STATED EXERCISE
Set out the lines below as a Markdown table with two columns, Row and Line. Give each line its own numbered row, and leave out any blank lines.

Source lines
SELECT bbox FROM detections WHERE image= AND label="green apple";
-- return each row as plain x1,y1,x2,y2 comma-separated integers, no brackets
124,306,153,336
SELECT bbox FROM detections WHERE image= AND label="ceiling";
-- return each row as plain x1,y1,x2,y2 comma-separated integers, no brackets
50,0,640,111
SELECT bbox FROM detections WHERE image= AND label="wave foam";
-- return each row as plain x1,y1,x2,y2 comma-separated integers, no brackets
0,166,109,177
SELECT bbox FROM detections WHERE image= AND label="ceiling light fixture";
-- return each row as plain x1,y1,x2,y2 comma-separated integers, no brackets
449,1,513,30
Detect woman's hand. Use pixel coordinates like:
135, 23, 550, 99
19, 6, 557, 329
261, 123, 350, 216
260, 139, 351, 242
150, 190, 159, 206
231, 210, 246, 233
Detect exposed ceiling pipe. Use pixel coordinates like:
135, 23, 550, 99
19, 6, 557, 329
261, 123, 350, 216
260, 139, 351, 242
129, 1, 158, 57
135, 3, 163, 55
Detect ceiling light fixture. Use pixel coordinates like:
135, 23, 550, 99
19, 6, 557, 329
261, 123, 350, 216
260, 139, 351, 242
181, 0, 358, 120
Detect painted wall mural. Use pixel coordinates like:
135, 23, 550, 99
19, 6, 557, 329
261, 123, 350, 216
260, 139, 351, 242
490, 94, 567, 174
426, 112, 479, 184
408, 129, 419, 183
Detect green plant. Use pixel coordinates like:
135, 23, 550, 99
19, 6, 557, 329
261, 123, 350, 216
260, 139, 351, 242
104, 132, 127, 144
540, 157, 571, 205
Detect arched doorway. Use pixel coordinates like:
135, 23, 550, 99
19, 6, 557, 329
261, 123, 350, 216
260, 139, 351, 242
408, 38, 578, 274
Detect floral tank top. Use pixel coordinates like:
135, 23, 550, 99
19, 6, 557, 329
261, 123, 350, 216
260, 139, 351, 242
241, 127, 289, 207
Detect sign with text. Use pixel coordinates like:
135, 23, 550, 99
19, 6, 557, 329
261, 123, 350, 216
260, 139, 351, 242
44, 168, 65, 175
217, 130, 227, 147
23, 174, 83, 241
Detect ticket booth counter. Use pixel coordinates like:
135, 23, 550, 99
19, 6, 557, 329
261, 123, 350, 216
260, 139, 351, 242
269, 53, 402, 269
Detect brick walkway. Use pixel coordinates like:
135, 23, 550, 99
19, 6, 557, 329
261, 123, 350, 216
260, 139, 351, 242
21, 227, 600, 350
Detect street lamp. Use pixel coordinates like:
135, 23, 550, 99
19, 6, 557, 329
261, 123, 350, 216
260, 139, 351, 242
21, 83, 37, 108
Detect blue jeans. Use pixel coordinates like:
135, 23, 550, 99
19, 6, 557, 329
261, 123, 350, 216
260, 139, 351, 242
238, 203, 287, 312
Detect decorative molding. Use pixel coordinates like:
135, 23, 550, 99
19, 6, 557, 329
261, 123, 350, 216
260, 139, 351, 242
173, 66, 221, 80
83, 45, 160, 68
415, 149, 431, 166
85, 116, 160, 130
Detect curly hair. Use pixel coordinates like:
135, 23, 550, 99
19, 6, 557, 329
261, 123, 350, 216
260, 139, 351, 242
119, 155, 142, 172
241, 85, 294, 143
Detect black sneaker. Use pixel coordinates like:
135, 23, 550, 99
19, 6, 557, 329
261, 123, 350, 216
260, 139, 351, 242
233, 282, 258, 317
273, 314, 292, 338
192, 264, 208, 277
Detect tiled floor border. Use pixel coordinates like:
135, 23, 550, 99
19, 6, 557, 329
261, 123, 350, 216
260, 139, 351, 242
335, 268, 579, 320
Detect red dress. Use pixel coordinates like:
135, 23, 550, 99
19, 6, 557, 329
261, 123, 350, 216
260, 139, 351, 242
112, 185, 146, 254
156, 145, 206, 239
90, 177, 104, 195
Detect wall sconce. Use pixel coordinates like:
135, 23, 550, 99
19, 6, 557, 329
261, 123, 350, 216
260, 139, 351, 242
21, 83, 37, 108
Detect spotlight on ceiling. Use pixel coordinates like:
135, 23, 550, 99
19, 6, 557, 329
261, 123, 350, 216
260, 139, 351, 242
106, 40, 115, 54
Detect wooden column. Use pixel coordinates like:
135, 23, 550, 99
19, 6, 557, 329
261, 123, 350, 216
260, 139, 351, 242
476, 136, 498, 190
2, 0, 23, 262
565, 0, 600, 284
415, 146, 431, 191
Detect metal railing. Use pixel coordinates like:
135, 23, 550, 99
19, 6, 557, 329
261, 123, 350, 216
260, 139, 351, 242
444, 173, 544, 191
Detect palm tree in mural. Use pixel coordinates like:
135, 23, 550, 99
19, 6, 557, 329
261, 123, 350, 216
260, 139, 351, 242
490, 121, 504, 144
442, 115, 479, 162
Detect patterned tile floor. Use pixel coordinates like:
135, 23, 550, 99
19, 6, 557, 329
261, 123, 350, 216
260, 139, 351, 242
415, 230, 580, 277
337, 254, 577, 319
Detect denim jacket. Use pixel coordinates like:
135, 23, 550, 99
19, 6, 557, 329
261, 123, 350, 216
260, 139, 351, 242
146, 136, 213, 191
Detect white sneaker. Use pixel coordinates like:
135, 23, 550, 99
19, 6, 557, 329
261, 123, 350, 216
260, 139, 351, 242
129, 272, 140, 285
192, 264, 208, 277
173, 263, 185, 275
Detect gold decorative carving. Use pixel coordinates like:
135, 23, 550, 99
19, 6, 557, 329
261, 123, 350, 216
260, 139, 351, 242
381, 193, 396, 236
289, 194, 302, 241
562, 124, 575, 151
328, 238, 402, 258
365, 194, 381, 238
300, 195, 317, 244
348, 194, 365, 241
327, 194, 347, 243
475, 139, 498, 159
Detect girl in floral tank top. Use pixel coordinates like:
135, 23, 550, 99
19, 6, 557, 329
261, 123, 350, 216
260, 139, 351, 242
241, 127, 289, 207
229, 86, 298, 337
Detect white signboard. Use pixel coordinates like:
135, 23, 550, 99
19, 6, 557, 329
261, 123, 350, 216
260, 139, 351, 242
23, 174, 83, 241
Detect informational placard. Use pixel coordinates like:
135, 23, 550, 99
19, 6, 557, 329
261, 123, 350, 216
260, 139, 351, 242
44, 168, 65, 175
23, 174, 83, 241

SOLUTION
| Row | Line |
|---|---|
| 1 | SELECT bbox FROM detections WHERE image= AND label="green apple"; |
| 2 | -- return each row as plain x1,y1,x2,y2 comma-separated integers, no brackets |
| 3 | 124,306,153,336 |
| 4 | SELECT bbox FROM detections WHERE image= AND label="ceiling"; |
| 5 | -- return each row as plain x1,y1,x2,y2 comma-separated integers, no brackets |
| 6 | 50,0,640,111 |
| 7 | SELECT bbox FROM detections WHERE image= AND label="wave foam"; |
| 8 | -- return each row as plain x1,y1,x2,y2 comma-separated integers, no brackets |
| 9 | 0,166,109,177 |
| 10 | SELECT bbox FROM detections WHERE image= AND label="ceiling light fixture"; |
| 11 | -- return each row as plain x1,y1,x2,y2 comma-separated integers, no brackets |
| 12 | 449,1,513,30 |
| 13 | Detect woman's hand. Use pixel coordinates like: |
| 14 | 135, 23, 550, 99 |
| 15 | 19, 6, 557, 329 |
| 16 | 261, 123, 350, 216 |
| 17 | 260, 139, 351, 242 |
| 18 | 150, 190, 159, 206 |
| 19 | 231, 210, 246, 233 |
| 20 | Detect exposed ceiling pipe. Use pixel coordinates like: |
| 21 | 135, 23, 550, 99 |
| 22 | 19, 6, 557, 329 |
| 23 | 261, 123, 350, 216 |
| 24 | 260, 139, 351, 242 |
| 25 | 129, 1, 158, 57 |
| 26 | 135, 3, 163, 55 |
| 27 | Detect ceiling light fixture. Use pixel coordinates like: |
| 28 | 135, 23, 550, 99 |
| 29 | 19, 6, 557, 329 |
| 30 | 261, 123, 350, 216 |
| 31 | 260, 139, 351, 242 |
| 32 | 181, 0, 358, 120 |
| 33 | Detect painted wall mural. Use pixel coordinates like: |
| 34 | 135, 23, 550, 99 |
| 35 | 19, 6, 557, 329 |
| 36 | 261, 123, 350, 216 |
| 37 | 260, 139, 351, 242 |
| 38 | 490, 94, 567, 174 |
| 39 | 426, 112, 479, 184 |
| 40 | 408, 129, 419, 183 |
| 41 | Detect green plant. Use pixel coordinates like: |
| 42 | 135, 23, 550, 99 |
| 43 | 19, 6, 557, 329 |
| 44 | 261, 123, 350, 216 |
| 45 | 260, 139, 351, 242 |
| 46 | 104, 132, 127, 144 |
| 47 | 540, 157, 571, 205 |
| 48 | Detect arched doorway. Use pixel coordinates like: |
| 49 | 135, 23, 550, 99 |
| 50 | 19, 6, 557, 329 |
| 51 | 261, 123, 350, 216 |
| 52 | 260, 139, 351, 242 |
| 53 | 408, 38, 578, 274 |
| 54 | Detect floral tank top. Use pixel coordinates like: |
| 55 | 135, 23, 550, 99 |
| 56 | 19, 6, 557, 329 |
| 57 | 261, 123, 350, 216 |
| 58 | 260, 139, 351, 242 |
| 59 | 241, 127, 289, 207 |
| 60 | Detect sign with text. Use pixel coordinates like: |
| 61 | 135, 23, 550, 99 |
| 62 | 19, 6, 557, 329 |
| 63 | 261, 123, 350, 216 |
| 64 | 260, 139, 351, 242 |
| 65 | 44, 168, 65, 175 |
| 66 | 217, 130, 227, 147 |
| 67 | 23, 174, 83, 241 |
| 68 | Detect ticket booth counter. Use pixel coordinates like: |
| 69 | 135, 23, 550, 99 |
| 70 | 19, 6, 557, 329 |
| 71 | 261, 123, 350, 216 |
| 72 | 260, 139, 351, 242 |
| 73 | 269, 53, 402, 269 |
| 74 | Detect brick walkway. Use pixel coordinates like: |
| 75 | 135, 23, 550, 99 |
| 76 | 19, 6, 557, 329 |
| 77 | 261, 123, 350, 216 |
| 78 | 260, 139, 351, 242 |
| 79 | 21, 227, 600, 350 |
| 80 | Detect street lamp. Use pixel coordinates like: |
| 81 | 135, 23, 550, 99 |
| 82 | 19, 6, 557, 329 |
| 83 | 261, 123, 350, 216 |
| 84 | 260, 139, 351, 242 |
| 85 | 21, 83, 37, 108 |
| 86 | Detect blue jeans. Use pixel coordinates like: |
| 87 | 135, 23, 550, 99 |
| 88 | 19, 6, 557, 329 |
| 89 | 261, 123, 350, 216 |
| 90 | 260, 139, 351, 242 |
| 91 | 238, 203, 287, 312 |
| 92 | Detect decorative molding. Use pixel coordinates like: |
| 93 | 135, 23, 550, 99 |
| 94 | 19, 6, 557, 329 |
| 95 | 261, 123, 350, 216 |
| 96 | 260, 139, 351, 242 |
| 97 | 173, 66, 221, 80 |
| 98 | 83, 45, 160, 68 |
| 99 | 415, 149, 431, 166 |
| 100 | 85, 116, 160, 130 |
| 101 | Detect curly hair. Use pixel coordinates like: |
| 102 | 135, 23, 550, 99 |
| 103 | 19, 6, 557, 329 |
| 104 | 261, 123, 350, 216 |
| 105 | 260, 139, 351, 242 |
| 106 | 119, 155, 142, 172 |
| 107 | 241, 85, 294, 143 |
| 108 | Detect black sneaker. Use pixel coordinates like: |
| 109 | 135, 23, 550, 99 |
| 110 | 19, 6, 557, 329 |
| 111 | 261, 123, 350, 216 |
| 112 | 260, 139, 351, 242 |
| 113 | 233, 282, 258, 317 |
| 114 | 273, 314, 292, 338 |
| 115 | 192, 264, 208, 277 |
| 116 | Detect tiled floor border. Use pixel coordinates like: |
| 117 | 135, 23, 550, 99 |
| 118 | 19, 6, 557, 329 |
| 119 | 261, 123, 350, 216 |
| 120 | 260, 139, 351, 242 |
| 121 | 335, 268, 579, 320 |
| 122 | Detect red dress. Use pixel coordinates like: |
| 123 | 135, 23, 550, 99 |
| 124 | 19, 6, 557, 329 |
| 125 | 261, 123, 350, 216 |
| 126 | 260, 139, 351, 242 |
| 127 | 112, 185, 146, 254 |
| 128 | 156, 145, 206, 239 |
| 129 | 90, 177, 104, 195 |
| 130 | Detect wall sconce. Use pixel coordinates like: |
| 131 | 135, 23, 550, 99 |
| 132 | 19, 6, 557, 329 |
| 133 | 261, 123, 350, 216 |
| 134 | 260, 139, 351, 242 |
| 135 | 21, 83, 37, 108 |
| 136 | Detect spotlight on ceiling. Use pixel coordinates like: |
| 137 | 135, 23, 550, 99 |
| 138 | 19, 6, 557, 329 |
| 139 | 261, 123, 350, 216 |
| 140 | 260, 139, 351, 242 |
| 141 | 106, 40, 115, 54 |
| 142 | Detect wooden column. Use pixel coordinates like: |
| 143 | 135, 23, 550, 99 |
| 144 | 19, 6, 557, 329 |
| 145 | 261, 123, 350, 216 |
| 146 | 260, 139, 351, 242 |
| 147 | 476, 136, 498, 190 |
| 148 | 2, 0, 23, 262 |
| 149 | 565, 0, 600, 284 |
| 150 | 415, 146, 431, 191 |
| 151 | Detect metal railing. Use pixel coordinates like: |
| 152 | 135, 23, 550, 99 |
| 153 | 19, 6, 557, 329 |
| 154 | 261, 123, 350, 216 |
| 155 | 260, 139, 351, 242 |
| 156 | 444, 173, 544, 191 |
| 157 | Detect palm tree in mural. Use pixel coordinates like: |
| 158 | 135, 23, 550, 99 |
| 159 | 19, 6, 557, 329 |
| 160 | 261, 123, 350, 216 |
| 161 | 260, 139, 351, 242 |
| 162 | 490, 121, 504, 144 |
| 163 | 442, 115, 479, 162 |
| 164 | Detect patterned tile floor. Use pixel coordinates like: |
| 165 | 135, 23, 550, 99 |
| 166 | 19, 6, 557, 329 |
| 167 | 261, 123, 350, 216 |
| 168 | 260, 139, 351, 242 |
| 169 | 415, 230, 580, 277 |
| 170 | 337, 254, 577, 319 |
| 171 | Detect denim jacket. Use pixel coordinates like: |
| 172 | 135, 23, 550, 99 |
| 173 | 19, 6, 557, 329 |
| 174 | 261, 123, 350, 216 |
| 175 | 260, 139, 351, 242 |
| 176 | 146, 136, 213, 191 |
| 177 | Detect white sneaker. Use pixel coordinates like: |
| 178 | 135, 23, 550, 99 |
| 179 | 19, 6, 557, 329 |
| 180 | 261, 123, 350, 216 |
| 181 | 260, 139, 351, 242 |
| 182 | 129, 272, 140, 285 |
| 183 | 192, 264, 208, 277 |
| 184 | 173, 263, 185, 275 |
| 185 | Detect gold decorative carving. Use pixel coordinates like: |
| 186 | 135, 23, 550, 99 |
| 187 | 19, 6, 557, 329 |
| 188 | 261, 123, 350, 216 |
| 189 | 260, 139, 351, 242 |
| 190 | 381, 193, 396, 236 |
| 191 | 289, 194, 302, 241 |
| 192 | 562, 124, 575, 151 |
| 193 | 328, 238, 402, 258 |
| 194 | 365, 194, 381, 238 |
| 195 | 300, 195, 317, 244 |
| 196 | 348, 194, 365, 241 |
| 197 | 327, 194, 347, 243 |
| 198 | 475, 139, 498, 159 |
| 199 | Detect girl in floral tank top. Use pixel coordinates like: |
| 200 | 135, 23, 550, 99 |
| 201 | 19, 6, 557, 329 |
| 202 | 261, 123, 350, 216 |
| 203 | 260, 139, 351, 242 |
| 204 | 241, 127, 289, 207 |
| 205 | 229, 86, 298, 337 |
| 206 | Detect white signboard. Use pixel coordinates like: |
| 207 | 135, 23, 550, 99 |
| 208 | 19, 6, 557, 329 |
| 209 | 261, 123, 350, 216 |
| 210 | 260, 139, 351, 242 |
| 211 | 23, 174, 83, 241 |
| 212 | Detect informational placard. Use pixel coordinates like: |
| 213 | 135, 23, 550, 99 |
| 214 | 19, 6, 557, 329 |
| 215 | 261, 123, 350, 216 |
| 216 | 260, 139, 351, 242 |
| 217 | 44, 168, 65, 175 |
| 218 | 23, 174, 83, 241 |